Exercise brief - Repeat every entry in the listing below, exactly.

Provided records -
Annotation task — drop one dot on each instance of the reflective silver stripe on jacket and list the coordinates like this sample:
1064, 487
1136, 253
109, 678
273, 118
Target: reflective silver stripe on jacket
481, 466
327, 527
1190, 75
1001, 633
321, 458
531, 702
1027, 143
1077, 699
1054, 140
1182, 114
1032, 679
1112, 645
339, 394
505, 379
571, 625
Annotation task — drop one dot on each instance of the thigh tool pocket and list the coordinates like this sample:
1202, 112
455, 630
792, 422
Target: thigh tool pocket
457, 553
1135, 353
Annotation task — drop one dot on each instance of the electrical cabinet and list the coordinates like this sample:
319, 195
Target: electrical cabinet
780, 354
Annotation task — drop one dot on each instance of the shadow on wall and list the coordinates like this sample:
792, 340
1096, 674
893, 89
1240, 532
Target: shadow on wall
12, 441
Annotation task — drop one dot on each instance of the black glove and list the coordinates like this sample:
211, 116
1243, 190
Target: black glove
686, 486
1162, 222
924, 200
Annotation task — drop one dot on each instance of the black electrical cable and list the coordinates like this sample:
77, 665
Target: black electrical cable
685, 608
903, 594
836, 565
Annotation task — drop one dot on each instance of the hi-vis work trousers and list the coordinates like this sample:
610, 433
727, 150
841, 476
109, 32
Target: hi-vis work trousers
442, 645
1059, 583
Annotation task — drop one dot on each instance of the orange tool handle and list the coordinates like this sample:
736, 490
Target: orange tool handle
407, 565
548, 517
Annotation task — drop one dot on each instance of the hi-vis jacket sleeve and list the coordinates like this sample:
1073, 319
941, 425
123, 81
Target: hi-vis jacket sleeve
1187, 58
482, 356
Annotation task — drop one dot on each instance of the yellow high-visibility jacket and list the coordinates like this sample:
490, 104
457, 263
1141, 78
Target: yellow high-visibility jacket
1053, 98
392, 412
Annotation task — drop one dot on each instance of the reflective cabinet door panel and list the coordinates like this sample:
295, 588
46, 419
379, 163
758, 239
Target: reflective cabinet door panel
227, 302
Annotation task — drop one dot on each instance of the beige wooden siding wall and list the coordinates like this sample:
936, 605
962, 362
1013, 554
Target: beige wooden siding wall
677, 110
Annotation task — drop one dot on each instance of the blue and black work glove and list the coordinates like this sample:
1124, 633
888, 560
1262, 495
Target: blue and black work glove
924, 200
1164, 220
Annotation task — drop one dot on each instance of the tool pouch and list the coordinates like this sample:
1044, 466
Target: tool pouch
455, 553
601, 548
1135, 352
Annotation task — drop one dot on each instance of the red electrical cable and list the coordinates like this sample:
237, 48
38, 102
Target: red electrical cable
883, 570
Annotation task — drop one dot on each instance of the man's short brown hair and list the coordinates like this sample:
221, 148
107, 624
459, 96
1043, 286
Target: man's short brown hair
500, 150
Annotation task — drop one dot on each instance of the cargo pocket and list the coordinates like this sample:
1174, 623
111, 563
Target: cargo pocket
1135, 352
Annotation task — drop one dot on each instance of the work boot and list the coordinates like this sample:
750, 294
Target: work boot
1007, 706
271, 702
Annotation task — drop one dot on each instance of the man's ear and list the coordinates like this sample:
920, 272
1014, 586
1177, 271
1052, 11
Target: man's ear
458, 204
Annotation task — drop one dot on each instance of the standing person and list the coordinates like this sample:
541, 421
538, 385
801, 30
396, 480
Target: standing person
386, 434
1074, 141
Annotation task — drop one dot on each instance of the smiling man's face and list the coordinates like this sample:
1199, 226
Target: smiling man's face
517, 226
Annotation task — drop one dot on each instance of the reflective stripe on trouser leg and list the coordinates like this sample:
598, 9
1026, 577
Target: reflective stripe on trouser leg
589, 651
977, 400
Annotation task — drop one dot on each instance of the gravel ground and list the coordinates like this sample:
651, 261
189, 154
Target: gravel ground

Reply to the exercise -
Annotation task — drop one dot on each instance of the reflective silver stripe on jacket and list the coordinates like this sample:
1064, 487
1136, 253
109, 678
273, 118
Target: reflective silver stripe on jacket
481, 466
327, 527
1190, 75
1001, 633
321, 458
531, 702
1027, 143
1077, 699
1054, 140
1182, 114
1032, 679
1112, 645
339, 394
505, 379
571, 625
Annotation task — drop one dot on each instance of the thigh tool pocket and list the coordinates like this sample:
1202, 112
455, 630
792, 422
Target: thigh tool pocket
457, 553
1135, 353
Annotation task — drop one dot on each instance of the electrical cabinet and list the coordinates like this sample:
319, 195
Target: electrical cabinet
780, 354
Annotation task — drop one dot on each instance of the shadow on wall and list the coordinates like this sample:
792, 340
1096, 674
893, 89
1240, 532
Target: shadow on wall
12, 441
Annotation task — drop one dot on each instance of the black glove and list the coordinates like this sample:
211, 116
1243, 190
Target: black glove
686, 486
1162, 222
924, 200
Annotation task — drop one dot on each instance of the black electrical cable and list the coordinates like this sample:
77, 665
Target: black electrical cable
685, 608
903, 594
836, 565
Annotation task — drop one dot on each instance of the hi-vis work trousers and list the coordinates like this sample:
610, 433
727, 150
841, 476
109, 32
Target: hi-vis work trousers
442, 645
1059, 583
Annotation task — drop one dot on each instance of the orange tool handle and list the coordinates like this sample:
736, 490
Target: orange tool handle
407, 565
548, 517
Annotation task — drop one dot on each instance of the hi-vis jacket sleeve and list the coordinates like this sample:
1073, 319
941, 425
123, 81
Target: hi-vis jacket sleeve
1187, 58
482, 356
Annotation task — drop one dot on each instance of the yellow high-visibility jacket and list the coordinates like this sample:
490, 104
457, 263
1141, 78
Target: yellow high-visibility jacket
1053, 98
392, 412
Annotation task — drop one dot on each instance of the reflective cabinet door panel and list the coordinates like this sample:
295, 588
46, 419
379, 163
758, 239
Target: reflective cabinet door panel
227, 302
Annotation task — drop one dot on each instance of the beige wooden siding wall and list the coordinates like this sample:
936, 605
962, 362
1013, 554
Target: beige wooden siding wall
677, 110
Annotation task — drop one dot on each instance of the blue and black work glove and list the coordinates like this sample:
1124, 633
888, 560
1262, 495
Target: blue and black work glove
924, 200
1164, 220
Annotation task — drop one dot on each instance of the tool pouch and list the coordinates like this sample:
1044, 466
Target: tool pouch
455, 553
601, 548
1135, 352
Annotation task — drop one dot on each instance of the red electrical cable and list the coordinates like this sample:
237, 48
38, 102
Target: red electrical cable
883, 570
Annotation task — drop one dot on each instance of the man's short brown hair and list the coordinates like this sample:
221, 148
107, 624
459, 96
1043, 286
Target: man's short brown hair
500, 150
Annotation task — drop one dot on each instance of the cargo pocket and list the coordinates like this sample:
1174, 623
111, 563
Target: cargo pocket
1135, 352
Annotation task — drop one dot on each instance of the work boot and list the coordinates like this sample:
750, 294
Target: work boot
1007, 706
271, 702
Annotation task — drop one dot on each instance of the man's ear and list the coordinates like this sample:
920, 272
1014, 586
1177, 271
1052, 11
Target: man's ear
458, 204
Annotation task — drop one dot on each instance of the standing person and list the coordinates like this sample:
541, 421
538, 385
801, 30
396, 480
Target: standing person
386, 434
1074, 141
Annotation task — drop one dot on each instance of the smiling man's face and list the coordinates like this sample:
1199, 226
Target: smiling man's face
517, 226
Annotation task — drop one dot on each instance of the reflective stripe on trouser leg and list the coordinates like this sample:
598, 9
1026, 577
Target: reflective stripe on trouser leg
589, 651
977, 400
Annotation task — drop one dot on each instance of the gravel ground and list the coordinates like this sample:
651, 261
189, 154
Target: gravel ground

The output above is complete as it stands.